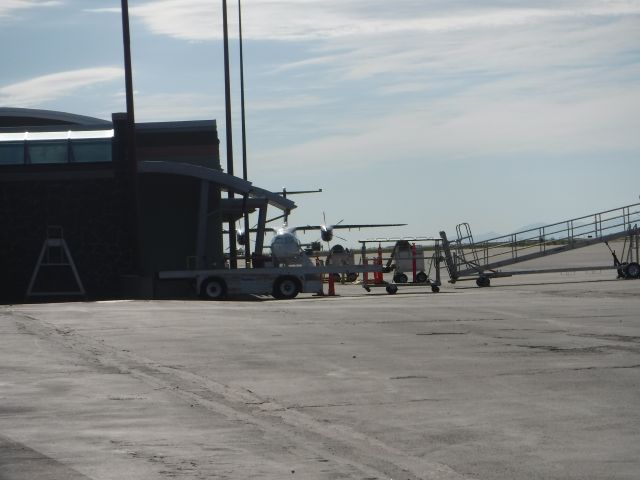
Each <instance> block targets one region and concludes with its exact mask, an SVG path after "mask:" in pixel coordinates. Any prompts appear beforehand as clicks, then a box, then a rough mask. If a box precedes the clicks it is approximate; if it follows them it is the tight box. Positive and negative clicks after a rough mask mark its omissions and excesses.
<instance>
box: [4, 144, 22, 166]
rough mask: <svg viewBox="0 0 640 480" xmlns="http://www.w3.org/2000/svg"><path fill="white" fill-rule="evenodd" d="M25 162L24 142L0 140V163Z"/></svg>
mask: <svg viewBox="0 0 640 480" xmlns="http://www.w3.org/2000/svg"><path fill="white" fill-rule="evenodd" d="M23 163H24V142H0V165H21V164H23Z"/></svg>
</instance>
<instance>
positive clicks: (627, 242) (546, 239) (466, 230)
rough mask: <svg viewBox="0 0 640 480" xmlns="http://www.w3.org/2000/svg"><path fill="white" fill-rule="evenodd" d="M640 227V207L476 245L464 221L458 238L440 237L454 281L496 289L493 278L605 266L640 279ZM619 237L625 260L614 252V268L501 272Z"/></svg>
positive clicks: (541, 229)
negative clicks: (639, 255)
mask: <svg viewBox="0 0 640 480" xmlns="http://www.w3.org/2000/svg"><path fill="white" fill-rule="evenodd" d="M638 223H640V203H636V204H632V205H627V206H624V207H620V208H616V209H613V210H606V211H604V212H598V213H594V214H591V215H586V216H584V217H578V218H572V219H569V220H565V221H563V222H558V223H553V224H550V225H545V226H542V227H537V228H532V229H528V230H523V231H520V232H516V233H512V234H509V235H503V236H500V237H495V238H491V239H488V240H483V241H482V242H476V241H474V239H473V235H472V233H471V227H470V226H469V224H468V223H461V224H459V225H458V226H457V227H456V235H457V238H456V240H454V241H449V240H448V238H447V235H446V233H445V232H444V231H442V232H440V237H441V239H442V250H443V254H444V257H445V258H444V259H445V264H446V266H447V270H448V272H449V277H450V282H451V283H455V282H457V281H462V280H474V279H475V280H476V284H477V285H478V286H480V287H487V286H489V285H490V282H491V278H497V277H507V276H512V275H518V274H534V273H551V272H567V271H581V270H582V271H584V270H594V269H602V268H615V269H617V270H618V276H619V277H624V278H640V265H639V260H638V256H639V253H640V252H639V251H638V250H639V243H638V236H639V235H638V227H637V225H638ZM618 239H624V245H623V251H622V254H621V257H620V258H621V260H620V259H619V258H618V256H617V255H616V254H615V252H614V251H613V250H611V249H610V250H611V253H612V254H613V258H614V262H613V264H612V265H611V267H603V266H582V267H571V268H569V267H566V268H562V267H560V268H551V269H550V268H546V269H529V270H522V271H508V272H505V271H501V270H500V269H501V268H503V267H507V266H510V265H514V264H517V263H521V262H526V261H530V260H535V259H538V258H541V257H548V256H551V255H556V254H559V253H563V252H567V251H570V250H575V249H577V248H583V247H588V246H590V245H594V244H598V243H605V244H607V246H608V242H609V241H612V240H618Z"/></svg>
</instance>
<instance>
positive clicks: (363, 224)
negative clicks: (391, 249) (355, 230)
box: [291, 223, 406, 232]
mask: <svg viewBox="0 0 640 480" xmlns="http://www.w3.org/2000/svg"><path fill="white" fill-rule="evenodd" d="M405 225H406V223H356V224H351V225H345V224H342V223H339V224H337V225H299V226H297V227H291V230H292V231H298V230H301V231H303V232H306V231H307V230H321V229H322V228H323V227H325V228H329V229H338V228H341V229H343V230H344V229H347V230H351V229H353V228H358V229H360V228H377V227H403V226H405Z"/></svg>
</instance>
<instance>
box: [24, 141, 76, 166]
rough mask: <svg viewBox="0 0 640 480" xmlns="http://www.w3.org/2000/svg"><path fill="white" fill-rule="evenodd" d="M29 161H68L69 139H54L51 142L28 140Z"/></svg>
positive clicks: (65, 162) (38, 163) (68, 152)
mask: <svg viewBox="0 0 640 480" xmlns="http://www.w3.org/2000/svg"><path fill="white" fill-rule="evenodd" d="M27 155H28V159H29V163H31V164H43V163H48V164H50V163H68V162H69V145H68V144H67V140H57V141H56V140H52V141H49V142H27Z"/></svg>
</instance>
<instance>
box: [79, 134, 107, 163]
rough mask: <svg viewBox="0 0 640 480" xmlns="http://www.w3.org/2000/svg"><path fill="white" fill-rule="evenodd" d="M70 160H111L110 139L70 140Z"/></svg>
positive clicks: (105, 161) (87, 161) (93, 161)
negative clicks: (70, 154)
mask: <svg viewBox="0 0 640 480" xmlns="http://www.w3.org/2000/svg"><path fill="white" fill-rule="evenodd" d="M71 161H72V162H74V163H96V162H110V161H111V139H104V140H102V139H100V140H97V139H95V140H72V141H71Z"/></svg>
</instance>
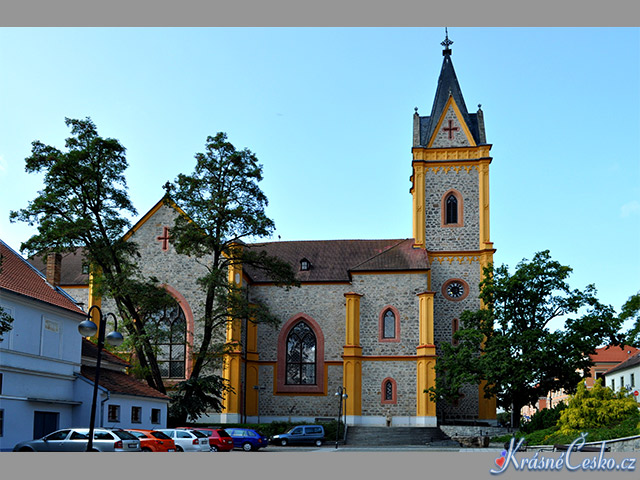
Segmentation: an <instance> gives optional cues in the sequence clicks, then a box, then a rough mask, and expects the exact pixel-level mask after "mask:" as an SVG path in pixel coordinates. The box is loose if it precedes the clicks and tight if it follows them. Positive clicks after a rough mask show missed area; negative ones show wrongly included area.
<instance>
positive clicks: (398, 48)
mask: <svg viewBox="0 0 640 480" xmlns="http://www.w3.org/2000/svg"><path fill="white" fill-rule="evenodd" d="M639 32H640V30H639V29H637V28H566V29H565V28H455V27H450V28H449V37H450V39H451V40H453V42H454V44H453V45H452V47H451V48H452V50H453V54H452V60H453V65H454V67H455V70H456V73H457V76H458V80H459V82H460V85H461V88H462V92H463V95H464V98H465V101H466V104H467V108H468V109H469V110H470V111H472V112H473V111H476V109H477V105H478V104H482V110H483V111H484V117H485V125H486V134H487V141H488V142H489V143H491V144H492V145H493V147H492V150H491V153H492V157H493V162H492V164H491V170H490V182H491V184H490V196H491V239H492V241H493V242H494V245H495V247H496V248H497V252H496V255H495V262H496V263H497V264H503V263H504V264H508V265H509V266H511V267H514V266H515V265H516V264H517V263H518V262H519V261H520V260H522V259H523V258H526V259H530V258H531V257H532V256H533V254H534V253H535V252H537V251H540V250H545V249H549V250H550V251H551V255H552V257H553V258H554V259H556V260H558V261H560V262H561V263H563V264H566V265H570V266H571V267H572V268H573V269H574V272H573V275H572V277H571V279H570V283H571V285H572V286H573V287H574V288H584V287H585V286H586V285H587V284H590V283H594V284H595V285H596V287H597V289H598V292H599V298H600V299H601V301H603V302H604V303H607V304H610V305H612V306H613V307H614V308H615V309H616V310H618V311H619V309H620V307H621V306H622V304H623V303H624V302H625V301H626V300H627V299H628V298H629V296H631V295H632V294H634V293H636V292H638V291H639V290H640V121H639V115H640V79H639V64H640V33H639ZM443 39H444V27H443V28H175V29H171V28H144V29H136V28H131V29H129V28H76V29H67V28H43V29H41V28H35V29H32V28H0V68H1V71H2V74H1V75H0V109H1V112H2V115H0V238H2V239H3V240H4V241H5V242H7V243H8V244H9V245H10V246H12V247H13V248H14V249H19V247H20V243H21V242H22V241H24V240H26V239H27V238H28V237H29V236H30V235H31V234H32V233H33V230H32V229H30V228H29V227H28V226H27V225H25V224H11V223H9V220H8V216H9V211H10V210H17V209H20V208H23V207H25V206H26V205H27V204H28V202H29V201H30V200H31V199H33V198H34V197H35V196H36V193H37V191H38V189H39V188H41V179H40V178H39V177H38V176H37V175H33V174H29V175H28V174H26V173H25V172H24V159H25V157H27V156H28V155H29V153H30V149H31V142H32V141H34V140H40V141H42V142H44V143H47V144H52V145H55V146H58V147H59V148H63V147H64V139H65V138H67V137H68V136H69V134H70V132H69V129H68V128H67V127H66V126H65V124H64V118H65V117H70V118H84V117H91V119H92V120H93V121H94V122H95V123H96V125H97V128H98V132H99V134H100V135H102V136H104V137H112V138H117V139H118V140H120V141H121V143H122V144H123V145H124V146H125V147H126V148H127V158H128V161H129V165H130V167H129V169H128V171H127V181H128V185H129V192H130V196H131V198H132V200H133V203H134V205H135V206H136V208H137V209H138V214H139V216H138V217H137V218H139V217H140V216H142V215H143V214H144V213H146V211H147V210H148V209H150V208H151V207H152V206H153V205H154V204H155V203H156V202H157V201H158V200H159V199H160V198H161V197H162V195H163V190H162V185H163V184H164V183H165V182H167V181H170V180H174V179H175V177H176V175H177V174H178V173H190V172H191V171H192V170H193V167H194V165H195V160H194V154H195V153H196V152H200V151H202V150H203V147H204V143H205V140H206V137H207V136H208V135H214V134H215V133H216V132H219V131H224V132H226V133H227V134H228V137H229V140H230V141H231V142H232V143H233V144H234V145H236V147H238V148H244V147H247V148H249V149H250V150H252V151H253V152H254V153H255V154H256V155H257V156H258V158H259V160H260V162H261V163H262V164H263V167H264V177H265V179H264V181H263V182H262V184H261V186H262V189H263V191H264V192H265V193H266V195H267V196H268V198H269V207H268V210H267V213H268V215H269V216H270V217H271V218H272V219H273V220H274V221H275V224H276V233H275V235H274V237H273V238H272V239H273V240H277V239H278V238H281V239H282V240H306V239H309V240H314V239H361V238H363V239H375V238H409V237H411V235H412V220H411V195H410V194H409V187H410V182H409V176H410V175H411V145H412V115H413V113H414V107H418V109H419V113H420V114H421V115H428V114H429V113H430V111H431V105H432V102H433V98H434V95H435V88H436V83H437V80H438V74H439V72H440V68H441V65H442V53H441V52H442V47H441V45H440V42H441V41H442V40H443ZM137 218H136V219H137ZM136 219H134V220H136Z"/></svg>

━━━━━━━━━━

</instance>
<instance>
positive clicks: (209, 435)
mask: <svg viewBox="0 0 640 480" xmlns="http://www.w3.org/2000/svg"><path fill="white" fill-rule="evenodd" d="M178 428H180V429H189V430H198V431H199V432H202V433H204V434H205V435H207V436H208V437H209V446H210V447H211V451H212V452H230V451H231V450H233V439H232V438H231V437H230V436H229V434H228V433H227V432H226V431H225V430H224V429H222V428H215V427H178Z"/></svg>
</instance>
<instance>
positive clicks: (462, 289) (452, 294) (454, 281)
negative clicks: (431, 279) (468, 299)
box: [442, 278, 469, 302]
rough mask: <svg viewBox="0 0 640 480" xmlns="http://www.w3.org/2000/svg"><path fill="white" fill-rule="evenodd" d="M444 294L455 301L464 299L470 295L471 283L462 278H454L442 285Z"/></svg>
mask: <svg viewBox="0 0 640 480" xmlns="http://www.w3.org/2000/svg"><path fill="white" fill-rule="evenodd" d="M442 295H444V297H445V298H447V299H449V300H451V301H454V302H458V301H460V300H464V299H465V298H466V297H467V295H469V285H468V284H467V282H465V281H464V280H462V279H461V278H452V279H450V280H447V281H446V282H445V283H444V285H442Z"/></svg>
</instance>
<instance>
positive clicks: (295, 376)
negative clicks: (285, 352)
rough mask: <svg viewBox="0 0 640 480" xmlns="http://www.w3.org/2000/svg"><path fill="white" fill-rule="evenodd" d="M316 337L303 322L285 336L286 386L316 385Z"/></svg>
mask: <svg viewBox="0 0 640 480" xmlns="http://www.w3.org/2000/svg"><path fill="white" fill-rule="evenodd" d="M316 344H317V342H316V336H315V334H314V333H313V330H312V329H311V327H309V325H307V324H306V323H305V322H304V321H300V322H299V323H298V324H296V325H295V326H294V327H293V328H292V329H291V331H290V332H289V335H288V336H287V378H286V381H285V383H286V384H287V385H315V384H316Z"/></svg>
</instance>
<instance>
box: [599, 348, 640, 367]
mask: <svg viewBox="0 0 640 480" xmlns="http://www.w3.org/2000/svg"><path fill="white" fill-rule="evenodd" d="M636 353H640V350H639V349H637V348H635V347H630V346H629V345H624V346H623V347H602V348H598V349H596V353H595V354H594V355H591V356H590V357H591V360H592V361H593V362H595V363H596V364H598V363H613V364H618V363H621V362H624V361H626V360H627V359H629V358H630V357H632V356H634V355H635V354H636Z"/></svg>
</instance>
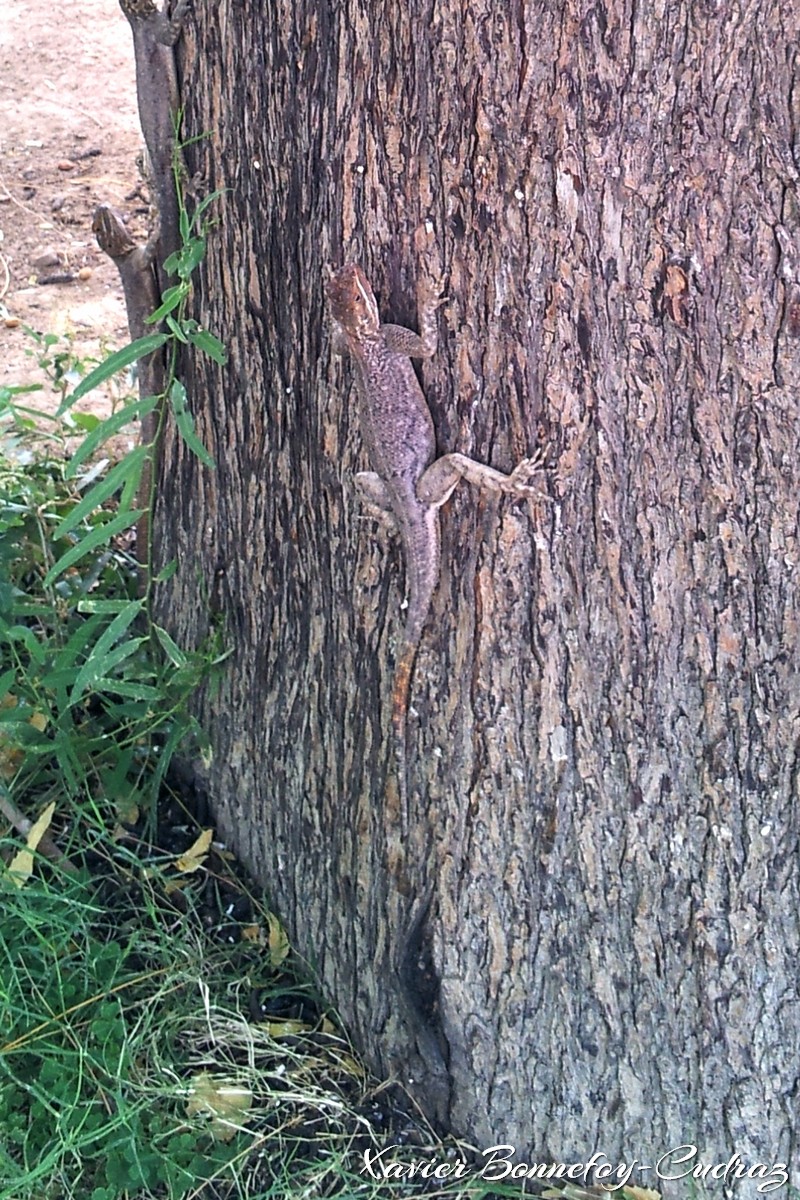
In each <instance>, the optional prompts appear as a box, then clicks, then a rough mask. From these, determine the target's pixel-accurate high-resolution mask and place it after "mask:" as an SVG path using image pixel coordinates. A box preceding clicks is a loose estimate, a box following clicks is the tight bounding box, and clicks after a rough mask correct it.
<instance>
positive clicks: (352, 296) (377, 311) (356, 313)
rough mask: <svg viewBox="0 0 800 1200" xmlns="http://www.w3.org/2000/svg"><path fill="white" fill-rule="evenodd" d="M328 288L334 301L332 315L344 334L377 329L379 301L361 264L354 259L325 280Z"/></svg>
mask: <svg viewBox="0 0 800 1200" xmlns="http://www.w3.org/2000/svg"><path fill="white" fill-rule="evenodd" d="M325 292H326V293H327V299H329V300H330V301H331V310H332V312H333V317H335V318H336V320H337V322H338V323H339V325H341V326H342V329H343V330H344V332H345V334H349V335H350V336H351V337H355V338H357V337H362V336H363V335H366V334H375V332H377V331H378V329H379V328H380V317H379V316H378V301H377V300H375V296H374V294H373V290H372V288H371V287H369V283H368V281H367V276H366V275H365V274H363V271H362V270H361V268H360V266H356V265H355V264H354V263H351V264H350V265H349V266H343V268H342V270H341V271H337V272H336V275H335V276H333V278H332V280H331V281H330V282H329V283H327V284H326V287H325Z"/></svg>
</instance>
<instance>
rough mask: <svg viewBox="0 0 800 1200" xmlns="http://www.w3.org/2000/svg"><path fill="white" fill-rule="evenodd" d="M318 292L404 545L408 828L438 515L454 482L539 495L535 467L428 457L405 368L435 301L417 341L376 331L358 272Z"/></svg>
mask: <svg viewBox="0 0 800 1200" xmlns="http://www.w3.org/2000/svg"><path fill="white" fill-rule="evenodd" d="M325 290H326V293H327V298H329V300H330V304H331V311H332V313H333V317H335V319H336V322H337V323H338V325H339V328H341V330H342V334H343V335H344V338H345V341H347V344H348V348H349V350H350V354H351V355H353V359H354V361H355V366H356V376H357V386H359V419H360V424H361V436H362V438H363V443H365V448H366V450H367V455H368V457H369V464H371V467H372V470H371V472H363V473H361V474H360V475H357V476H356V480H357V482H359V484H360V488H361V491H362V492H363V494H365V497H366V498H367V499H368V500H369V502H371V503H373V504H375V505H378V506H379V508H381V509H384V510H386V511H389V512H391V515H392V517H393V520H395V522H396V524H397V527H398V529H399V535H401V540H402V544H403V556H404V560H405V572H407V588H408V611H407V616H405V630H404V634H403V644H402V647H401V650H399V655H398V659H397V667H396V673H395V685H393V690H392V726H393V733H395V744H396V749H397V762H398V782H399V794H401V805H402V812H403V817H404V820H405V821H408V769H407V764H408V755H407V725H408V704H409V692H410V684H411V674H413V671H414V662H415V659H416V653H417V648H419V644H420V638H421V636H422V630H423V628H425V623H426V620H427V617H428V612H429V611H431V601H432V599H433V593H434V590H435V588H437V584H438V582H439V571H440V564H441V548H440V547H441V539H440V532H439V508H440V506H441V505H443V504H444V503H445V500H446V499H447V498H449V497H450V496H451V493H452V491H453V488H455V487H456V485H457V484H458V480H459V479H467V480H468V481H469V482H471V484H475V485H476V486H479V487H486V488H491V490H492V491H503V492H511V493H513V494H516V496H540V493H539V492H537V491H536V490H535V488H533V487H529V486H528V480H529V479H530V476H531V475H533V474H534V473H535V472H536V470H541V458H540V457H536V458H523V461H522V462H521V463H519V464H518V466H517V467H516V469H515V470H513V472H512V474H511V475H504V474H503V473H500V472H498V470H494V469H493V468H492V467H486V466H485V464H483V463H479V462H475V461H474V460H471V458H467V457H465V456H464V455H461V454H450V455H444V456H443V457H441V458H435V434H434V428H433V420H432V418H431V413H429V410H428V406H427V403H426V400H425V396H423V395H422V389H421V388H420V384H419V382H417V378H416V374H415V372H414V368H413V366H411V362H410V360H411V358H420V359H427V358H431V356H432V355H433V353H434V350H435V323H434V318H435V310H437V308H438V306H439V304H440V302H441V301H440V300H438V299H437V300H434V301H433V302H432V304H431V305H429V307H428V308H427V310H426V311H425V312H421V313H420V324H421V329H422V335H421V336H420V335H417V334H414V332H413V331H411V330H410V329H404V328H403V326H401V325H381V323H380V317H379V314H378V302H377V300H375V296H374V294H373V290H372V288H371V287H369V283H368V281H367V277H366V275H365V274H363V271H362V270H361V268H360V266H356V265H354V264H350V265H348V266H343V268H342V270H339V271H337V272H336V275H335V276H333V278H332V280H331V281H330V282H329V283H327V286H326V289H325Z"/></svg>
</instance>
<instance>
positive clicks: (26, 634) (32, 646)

━━━━━━━━━━

▶ **What to do**: Look through the data and show every line containing "after".

▶ **Output below**:
Each <instance> block targets one region and concludes with its exact mask, an SVG path after "mask:" in pixel coordinates. Any prompts appear beforehand as clicks, then a box, then a rough mask. If a box precedes the clicks it is approximate; if it follows them it is the tight box. Positive and negative clicks after a rough mask mark its omissions and excesses.
Segmentation: an <instance> gives optional cues in the sequence clicks, then a box, then a rough mask, and expects the exact pixel-level mask after "mask:" as an SVG path in pixel coordinates. The box is loose if it precedes the clicks and tight if it follows them. Positive clicks after a rough mask show missed area; negative ones show wrongly included area.
In each <instance>, the optional prompts appear as a box, then clicks, then a rough mask. From these, determine the target's pixel-accurate high-resolution mask and place it after "mask:" as an SVG path using image pixel coordinates. A box preceding clicks is a loose estimate, a box following clicks is the tight bounding box, and clicks after a rough mask correct it.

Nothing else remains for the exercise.